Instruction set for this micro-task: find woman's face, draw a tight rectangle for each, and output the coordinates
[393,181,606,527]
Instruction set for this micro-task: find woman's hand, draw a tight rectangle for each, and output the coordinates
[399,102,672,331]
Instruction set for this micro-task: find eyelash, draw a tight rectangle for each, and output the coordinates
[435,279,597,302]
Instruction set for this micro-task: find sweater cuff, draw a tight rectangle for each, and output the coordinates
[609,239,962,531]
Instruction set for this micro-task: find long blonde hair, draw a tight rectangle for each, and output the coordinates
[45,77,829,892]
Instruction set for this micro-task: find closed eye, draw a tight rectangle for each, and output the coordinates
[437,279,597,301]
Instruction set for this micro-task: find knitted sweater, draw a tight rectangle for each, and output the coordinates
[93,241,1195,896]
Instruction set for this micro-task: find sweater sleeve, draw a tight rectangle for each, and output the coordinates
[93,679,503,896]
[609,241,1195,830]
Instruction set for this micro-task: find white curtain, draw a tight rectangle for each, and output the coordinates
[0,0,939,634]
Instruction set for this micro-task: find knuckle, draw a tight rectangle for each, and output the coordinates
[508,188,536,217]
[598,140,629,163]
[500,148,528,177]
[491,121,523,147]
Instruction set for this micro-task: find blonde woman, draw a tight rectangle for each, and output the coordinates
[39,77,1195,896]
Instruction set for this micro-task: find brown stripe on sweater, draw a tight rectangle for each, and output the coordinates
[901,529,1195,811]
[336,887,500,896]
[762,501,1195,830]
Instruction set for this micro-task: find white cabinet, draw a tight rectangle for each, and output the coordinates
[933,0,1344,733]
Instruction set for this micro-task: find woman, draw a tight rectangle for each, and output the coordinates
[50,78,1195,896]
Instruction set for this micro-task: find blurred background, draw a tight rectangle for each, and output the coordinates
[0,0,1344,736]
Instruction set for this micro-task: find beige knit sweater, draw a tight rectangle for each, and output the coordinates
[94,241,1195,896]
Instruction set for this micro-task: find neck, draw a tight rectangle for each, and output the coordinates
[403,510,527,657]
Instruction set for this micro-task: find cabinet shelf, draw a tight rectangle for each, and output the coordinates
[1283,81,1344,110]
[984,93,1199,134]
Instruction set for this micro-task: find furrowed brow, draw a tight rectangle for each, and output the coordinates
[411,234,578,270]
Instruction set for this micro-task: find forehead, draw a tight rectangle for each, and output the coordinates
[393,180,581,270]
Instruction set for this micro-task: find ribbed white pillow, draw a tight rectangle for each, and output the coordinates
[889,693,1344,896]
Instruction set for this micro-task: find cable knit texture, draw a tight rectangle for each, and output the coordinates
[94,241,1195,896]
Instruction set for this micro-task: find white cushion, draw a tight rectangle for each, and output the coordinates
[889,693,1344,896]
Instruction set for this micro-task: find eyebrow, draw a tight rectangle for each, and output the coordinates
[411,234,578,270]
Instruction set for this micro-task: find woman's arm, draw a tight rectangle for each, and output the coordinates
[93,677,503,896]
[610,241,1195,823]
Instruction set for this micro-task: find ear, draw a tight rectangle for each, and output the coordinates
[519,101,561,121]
══════════
» WRITTEN REQUEST
Please repeat all of the lines above word for word.

» SOLUTION TO THIS TASK
Instruction set for this micro-task: find woman's face, draw a tight rectangle for each, and output the coordinates
[393,181,606,527]
Instruction set for this micro-task: find woman's hand, draw a tight rectangle for each, and output the coordinates
[399,102,672,331]
Instruction set for this micro-task: find eyelash, draw a tight rectangle for each, and output the coordinates
[435,279,597,302]
Instruction set for this micro-task: find sweater cuff, draw a tight rectangle for each, and output the coordinates
[609,239,962,531]
Instruction set for this micro-task: find long blonde hair, draw a tight rectangle for each, and output the coordinates
[45,77,829,892]
Instruction set for this micro-task: find closed eye, draw a tight rectangle for each, and output the coordinates
[437,279,597,301]
Instruction set for this micro-task: find knitted sweater, draw a tight rectangle for each, and output the coordinates
[93,241,1195,896]
Instruction set for this micro-task: find sweater sleeve, draw a tight rectangle for each, and output the coordinates
[93,679,503,896]
[609,241,1195,830]
Instruction set for this micro-task: find white curtain, draw a tight rectangle for each, and output the coordinates
[0,0,939,634]
Instruction set for this micro-task: find knuckle, draw a tight rectangle for each, and output the coordinates
[508,188,536,217]
[598,140,629,163]
[500,148,528,177]
[491,121,523,147]
Instruction set for this micro-task: find blonde woman, draw a tight rectangle for each, and output the coordinates
[39,77,1195,896]
Instruction set for this micro-task: find brown stripe on sweater, draw a tight rectangle for each, and output the coordinates
[901,529,1195,811]
[336,887,500,896]
[762,501,1195,830]
Instruction set for this micro-task: find white cabinet, draw a tight rectangle for each, and output the coordinates
[933,0,1344,733]
Instruction set for this micro-task: find woman, draw a tight rectangle for each, and output the coordinates
[50,78,1195,896]
Instruction set for this micro-task: find blurred background, draw a tight rectangle for each, and output the coordinates
[0,0,1344,736]
Instruction set for this micro-task: find beige knit sweater, draw a tight rectangle for each, and output the coordinates
[94,241,1195,896]
Instruction set for this micro-task: find neck, draw a tight rectangle for each, and output the coordinates
[403,510,527,657]
Instruction set for this micro-task: find cabinet shelf, draw a tight rectangle for each, and output the coordinates
[1283,81,1344,110]
[984,93,1199,134]
Instruction set for this micro-task: find furrowed brow, draw a tight rectangle for each, and output the coordinates
[411,234,578,270]
Instruction set for this micro-task: find forehead, draw a tight rectangle for each, and output the coordinates
[393,180,581,270]
Instruction set for this micro-task: find ribbed white pillow, draw a tight rectangle for each, and output the coordinates
[889,693,1344,896]
Instruction set for this micro-task: find cable knit texture, draw a tight rectangle for each, and output the coordinates
[94,241,1195,896]
Instruction set for this micro-task: find white cushion, draw a tight rectangle for each, and output the coordinates
[889,693,1344,896]
Instruction set for this micro-task: find eyebrow, draw a tight rectangle for each, and output the coordinates
[411,234,578,270]
Instruction set for this micro-task: find woman's arm, draw a tight rectangle for each, and output the coordinates
[93,677,503,896]
[610,241,1195,823]
Instruction set for this micro-task: find ear, draw a tight rectangle for each, and output the coordinates
[519,101,561,121]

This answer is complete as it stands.